» **WORK TO BE COMPLETED**
Format every line of the entries below as a JSON list of strings, one string per line, with blank lines omitted. Leave the pictures out.

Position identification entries

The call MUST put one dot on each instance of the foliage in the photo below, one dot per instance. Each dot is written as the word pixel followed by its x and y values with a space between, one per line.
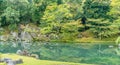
pixel 53 16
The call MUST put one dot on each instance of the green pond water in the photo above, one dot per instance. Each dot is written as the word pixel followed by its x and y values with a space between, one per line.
pixel 102 54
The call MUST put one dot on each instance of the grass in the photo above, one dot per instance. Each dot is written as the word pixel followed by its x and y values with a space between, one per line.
pixel 33 61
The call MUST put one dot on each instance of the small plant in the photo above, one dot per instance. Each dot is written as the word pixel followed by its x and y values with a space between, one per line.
pixel 117 40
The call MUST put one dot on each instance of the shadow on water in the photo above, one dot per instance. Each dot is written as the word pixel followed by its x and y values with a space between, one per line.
pixel 103 54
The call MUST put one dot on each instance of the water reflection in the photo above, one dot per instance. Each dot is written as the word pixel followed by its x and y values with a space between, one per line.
pixel 103 54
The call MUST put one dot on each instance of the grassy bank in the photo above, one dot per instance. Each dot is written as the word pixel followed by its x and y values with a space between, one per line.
pixel 33 61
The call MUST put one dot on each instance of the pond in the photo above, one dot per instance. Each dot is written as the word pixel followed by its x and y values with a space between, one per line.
pixel 102 54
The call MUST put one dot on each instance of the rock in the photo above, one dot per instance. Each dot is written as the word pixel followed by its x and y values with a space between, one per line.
pixel 34 56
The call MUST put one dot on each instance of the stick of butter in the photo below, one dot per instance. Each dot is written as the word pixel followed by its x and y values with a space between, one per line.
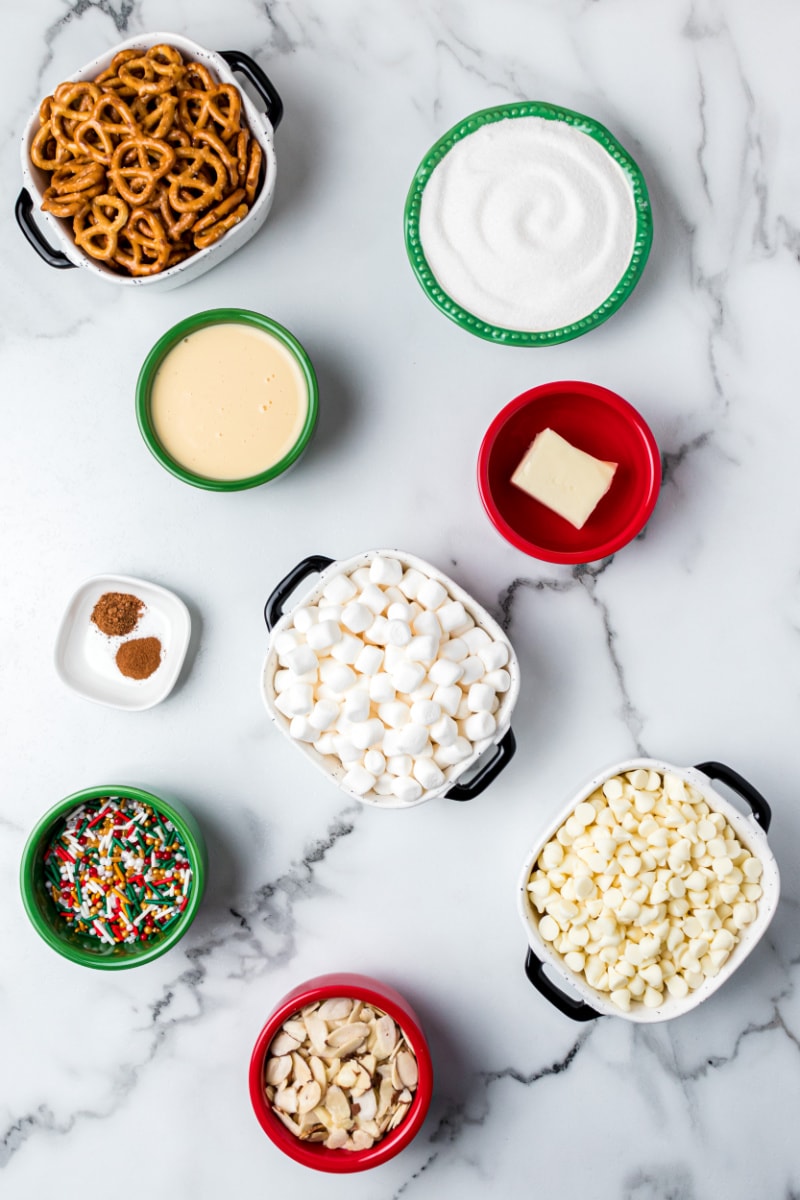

» **COMPLETED EXERCISE**
[
  "The call MUST put one dot on each instance of the foliage in the photo below, one dot per instance. Each dot is written as the word pixel followed by its x and y values with a space between, one per line.",
  "pixel 53 16",
  "The call MUST put one dot on each instance of the green pond water in the photo above, one dot per instance. Each dot is written as the word pixel followed by its x and y values with a space between, one per line.",
  "pixel 102 54",
  "The call MUST put one dot on each instance of the grass in the photo above, one dot per instance. Each dot is written as the word pixel followed by its x and y values with a space between, one per line.",
  "pixel 33 61",
  "The call MUST put one dot on each instance of the small plant in the photo above, one dot per instance. Each dot is written as the word pixel followed by its x and y values with a space between, one per line.",
  "pixel 117 40",
  "The call MUST put one dot on each instance of the shadow on water in the photo above, one dot per instance. Each dot is written as the word pixel followed by its x and y values with a space between, one per line.",
  "pixel 103 54",
  "The call MUST put one dot on each instance of the water reflection in the photo above, one dot per instance. Each dot is written as the word pixel followed by its x and y values with a space between, one per line.",
  "pixel 103 54",
  "The call MUST put one dot on each instance of the grassy bank in the photo above, one dot per instance. Each dot is written as the word pixel followed by its x and y values with a space between, one per line.",
  "pixel 33 61",
  "The call MUST put one dot on each instance of the pond in the photo above, one dot per instance. Each dot is written as the word pixel followed by its x and y values with a space between, one per line.",
  "pixel 102 54",
  "The call MUST put one dot on each instance of the rock in the photo above, one dot per instance. Each dot is written as the word pixel followed by its x and y values with a space between, one per line.",
  "pixel 34 56",
  "The call MUST put one dot on each instance of the stick of butter in the photo below, one dot per instance. Each dot is written as the word pixel followed by its x and y values with a space between, one per line."
]